_TASK DESCRIPTION_
Note every line in the entries that contains the string "perforated", and copy it.

▼

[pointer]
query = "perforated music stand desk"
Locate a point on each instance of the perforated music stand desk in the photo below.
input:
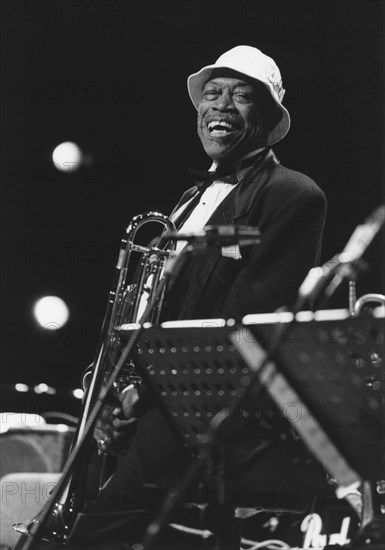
(327, 363)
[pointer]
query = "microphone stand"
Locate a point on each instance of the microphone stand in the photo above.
(331, 275)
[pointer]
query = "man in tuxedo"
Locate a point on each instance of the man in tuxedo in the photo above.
(240, 117)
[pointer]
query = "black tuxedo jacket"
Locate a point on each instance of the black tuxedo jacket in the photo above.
(289, 209)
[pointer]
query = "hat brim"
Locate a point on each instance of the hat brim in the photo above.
(196, 82)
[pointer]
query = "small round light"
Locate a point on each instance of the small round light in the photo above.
(78, 393)
(67, 157)
(51, 312)
(21, 387)
(41, 388)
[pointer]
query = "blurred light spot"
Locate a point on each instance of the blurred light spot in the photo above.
(41, 388)
(61, 428)
(51, 312)
(21, 387)
(78, 393)
(67, 157)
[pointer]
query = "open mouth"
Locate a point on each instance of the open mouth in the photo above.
(219, 128)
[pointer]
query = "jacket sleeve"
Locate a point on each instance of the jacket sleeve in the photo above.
(291, 240)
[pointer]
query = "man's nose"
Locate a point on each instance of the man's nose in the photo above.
(225, 102)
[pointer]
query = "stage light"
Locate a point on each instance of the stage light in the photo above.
(41, 388)
(67, 157)
(51, 312)
(21, 387)
(78, 393)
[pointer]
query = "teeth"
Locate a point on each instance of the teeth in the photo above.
(221, 123)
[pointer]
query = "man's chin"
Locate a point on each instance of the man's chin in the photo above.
(221, 152)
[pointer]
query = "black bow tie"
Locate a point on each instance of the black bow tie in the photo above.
(226, 173)
(204, 178)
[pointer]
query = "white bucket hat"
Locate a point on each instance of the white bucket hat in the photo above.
(255, 65)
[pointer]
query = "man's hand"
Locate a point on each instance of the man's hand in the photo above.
(116, 423)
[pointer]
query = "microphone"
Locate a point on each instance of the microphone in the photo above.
(341, 263)
(226, 235)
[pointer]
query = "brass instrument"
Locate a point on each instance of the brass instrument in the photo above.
(356, 306)
(126, 304)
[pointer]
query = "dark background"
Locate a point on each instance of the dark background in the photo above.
(111, 76)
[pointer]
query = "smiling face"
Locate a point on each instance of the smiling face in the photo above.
(230, 122)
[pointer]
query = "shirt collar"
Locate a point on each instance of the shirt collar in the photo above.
(237, 164)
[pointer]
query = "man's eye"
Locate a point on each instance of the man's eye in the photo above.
(242, 97)
(210, 94)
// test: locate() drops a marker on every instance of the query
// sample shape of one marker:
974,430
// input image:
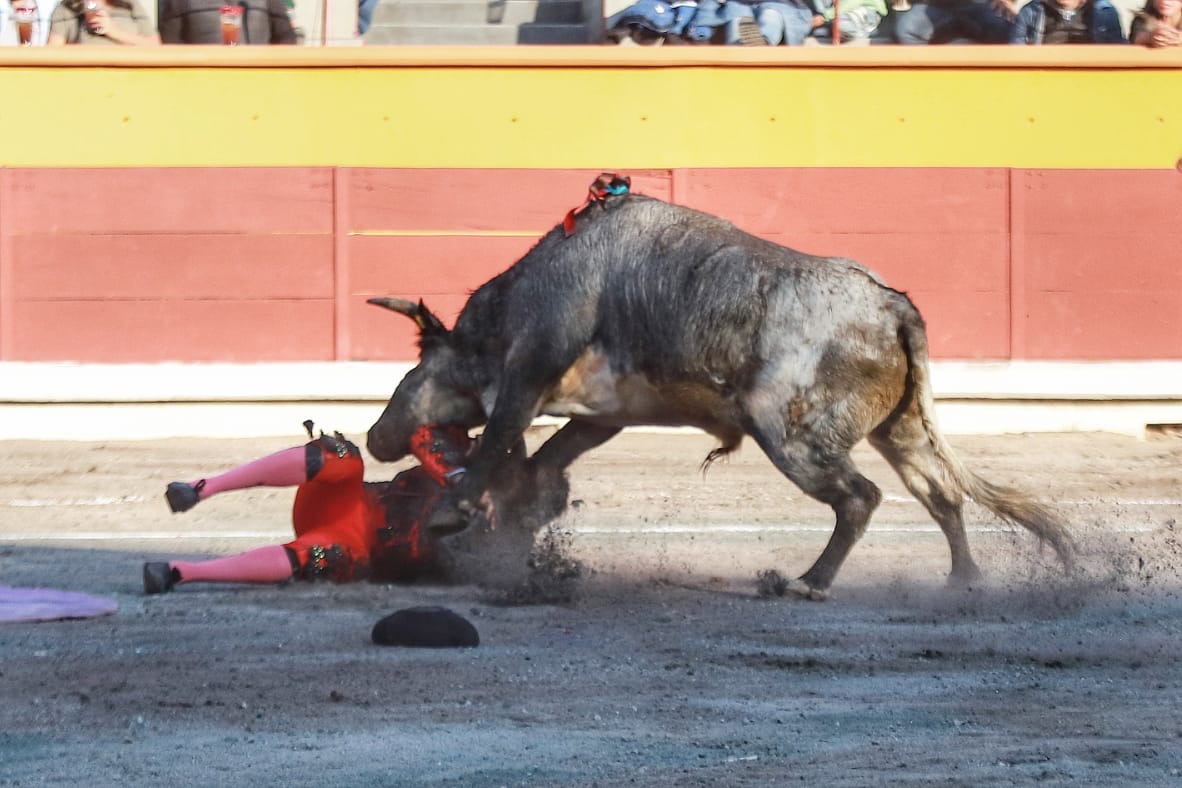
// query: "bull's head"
434,392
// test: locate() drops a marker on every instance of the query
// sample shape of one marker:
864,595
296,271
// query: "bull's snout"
382,448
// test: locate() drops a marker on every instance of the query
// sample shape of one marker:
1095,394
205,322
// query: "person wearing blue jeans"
1067,21
785,23
779,21
941,21
365,14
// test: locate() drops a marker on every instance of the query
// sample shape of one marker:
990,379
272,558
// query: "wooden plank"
173,266
1104,325
171,200
1095,264
794,201
416,266
475,201
117,331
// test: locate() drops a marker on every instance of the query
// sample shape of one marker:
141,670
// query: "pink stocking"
284,468
261,565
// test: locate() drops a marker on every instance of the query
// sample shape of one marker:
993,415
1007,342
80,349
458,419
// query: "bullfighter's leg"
270,564
829,475
903,442
285,468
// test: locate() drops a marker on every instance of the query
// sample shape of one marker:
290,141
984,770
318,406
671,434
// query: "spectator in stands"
110,23
25,21
943,21
365,10
779,21
857,21
753,23
1158,24
200,21
1067,21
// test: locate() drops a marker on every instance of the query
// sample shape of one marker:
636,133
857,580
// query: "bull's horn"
417,312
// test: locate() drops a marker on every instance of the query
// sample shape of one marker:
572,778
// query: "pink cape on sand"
50,605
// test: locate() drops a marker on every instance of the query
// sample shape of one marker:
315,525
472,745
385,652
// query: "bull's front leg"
501,445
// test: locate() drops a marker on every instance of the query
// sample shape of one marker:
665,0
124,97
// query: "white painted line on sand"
887,499
283,535
907,499
40,503
738,528
142,535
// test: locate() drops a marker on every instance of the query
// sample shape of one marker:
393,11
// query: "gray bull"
653,313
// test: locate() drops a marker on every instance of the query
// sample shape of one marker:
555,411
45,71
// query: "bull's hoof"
771,583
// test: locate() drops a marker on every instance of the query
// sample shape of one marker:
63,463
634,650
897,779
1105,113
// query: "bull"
642,312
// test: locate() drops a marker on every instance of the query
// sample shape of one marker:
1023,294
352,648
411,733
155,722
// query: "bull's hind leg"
904,443
829,475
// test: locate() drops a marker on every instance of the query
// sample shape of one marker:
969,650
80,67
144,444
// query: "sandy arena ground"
664,669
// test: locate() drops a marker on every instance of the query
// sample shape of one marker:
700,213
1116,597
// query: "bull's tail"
1011,505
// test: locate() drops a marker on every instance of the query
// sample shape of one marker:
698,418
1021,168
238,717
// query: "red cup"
91,10
232,24
25,17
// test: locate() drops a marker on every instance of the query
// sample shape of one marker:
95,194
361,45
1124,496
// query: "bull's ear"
428,324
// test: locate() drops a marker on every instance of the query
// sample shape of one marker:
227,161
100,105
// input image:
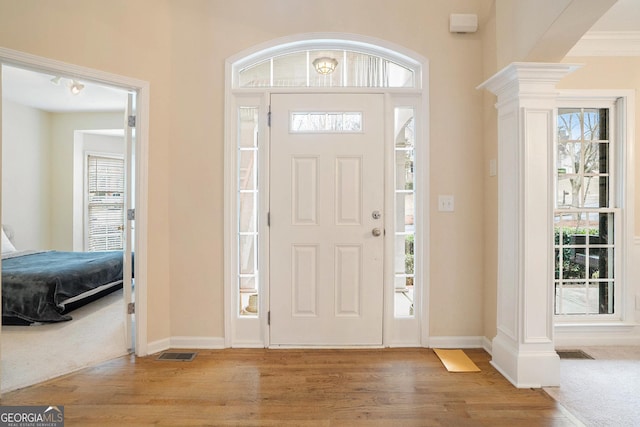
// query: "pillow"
7,246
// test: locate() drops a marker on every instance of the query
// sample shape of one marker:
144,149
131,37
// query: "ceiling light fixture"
76,87
325,65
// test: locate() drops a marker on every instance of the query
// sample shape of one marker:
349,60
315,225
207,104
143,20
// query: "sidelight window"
586,216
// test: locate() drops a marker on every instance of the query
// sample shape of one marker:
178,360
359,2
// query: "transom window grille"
586,216
352,69
248,211
105,203
404,247
339,122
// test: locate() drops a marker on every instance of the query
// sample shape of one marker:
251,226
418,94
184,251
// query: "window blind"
105,203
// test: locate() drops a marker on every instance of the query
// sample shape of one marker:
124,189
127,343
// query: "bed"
44,286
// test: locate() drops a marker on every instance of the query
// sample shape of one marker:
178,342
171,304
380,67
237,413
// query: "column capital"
527,78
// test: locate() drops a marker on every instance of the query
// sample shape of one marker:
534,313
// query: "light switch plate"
445,203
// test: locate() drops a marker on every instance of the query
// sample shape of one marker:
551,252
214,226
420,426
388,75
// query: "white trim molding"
458,342
523,349
608,43
580,334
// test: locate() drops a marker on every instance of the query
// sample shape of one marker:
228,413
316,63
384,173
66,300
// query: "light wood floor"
251,387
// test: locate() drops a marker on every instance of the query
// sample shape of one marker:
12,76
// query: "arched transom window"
339,64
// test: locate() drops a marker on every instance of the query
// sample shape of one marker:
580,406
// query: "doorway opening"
41,134
344,67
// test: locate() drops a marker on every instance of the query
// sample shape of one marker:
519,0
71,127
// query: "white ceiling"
623,16
36,89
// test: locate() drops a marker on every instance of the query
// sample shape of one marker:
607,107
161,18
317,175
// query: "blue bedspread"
35,286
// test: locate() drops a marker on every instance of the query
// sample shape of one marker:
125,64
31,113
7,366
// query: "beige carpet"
32,354
602,392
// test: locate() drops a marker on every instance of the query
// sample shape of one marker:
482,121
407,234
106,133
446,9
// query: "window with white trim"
587,215
105,203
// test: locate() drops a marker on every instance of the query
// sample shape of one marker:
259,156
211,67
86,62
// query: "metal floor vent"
177,357
573,354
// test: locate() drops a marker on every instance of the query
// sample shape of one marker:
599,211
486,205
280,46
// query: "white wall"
26,191
38,172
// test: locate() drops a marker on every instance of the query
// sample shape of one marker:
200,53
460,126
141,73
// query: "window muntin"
586,215
105,203
354,69
404,233
326,122
247,235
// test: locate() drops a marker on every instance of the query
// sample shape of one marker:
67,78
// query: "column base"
526,365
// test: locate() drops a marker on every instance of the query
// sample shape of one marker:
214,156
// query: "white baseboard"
456,342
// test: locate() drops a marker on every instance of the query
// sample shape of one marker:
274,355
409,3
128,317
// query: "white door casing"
326,263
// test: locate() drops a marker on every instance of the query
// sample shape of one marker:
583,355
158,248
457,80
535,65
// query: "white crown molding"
608,43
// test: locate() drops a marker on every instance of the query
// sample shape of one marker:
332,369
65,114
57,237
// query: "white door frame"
241,331
46,65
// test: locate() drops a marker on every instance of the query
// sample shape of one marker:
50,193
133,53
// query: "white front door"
326,205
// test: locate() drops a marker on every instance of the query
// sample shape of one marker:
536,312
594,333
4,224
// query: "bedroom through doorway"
68,179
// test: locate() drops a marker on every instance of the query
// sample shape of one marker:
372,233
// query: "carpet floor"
604,391
32,354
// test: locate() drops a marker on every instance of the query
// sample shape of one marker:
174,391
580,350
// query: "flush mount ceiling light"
76,87
325,65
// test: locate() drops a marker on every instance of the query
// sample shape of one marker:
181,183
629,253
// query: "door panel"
326,265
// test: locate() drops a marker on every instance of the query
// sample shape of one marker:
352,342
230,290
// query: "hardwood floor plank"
262,387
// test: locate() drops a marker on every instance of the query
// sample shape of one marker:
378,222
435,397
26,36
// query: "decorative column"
523,349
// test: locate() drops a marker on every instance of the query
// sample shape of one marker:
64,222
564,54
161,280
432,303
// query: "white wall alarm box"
463,23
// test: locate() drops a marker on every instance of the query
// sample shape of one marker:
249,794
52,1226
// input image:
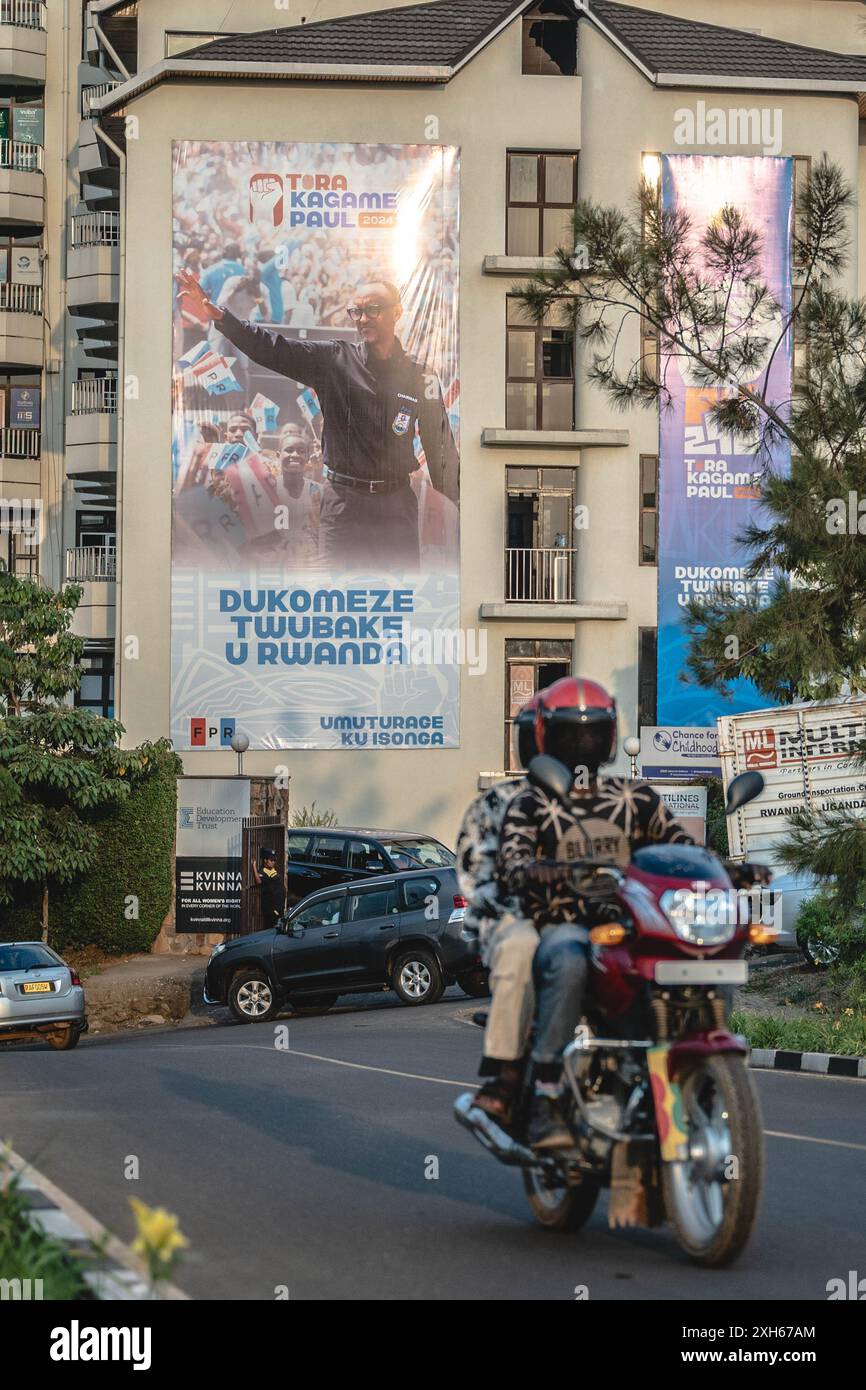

▲

_FINISHED TASK_
query = "perforated music stand desk"
Locate a point on each instance of the perforated music stand desk in the photo below.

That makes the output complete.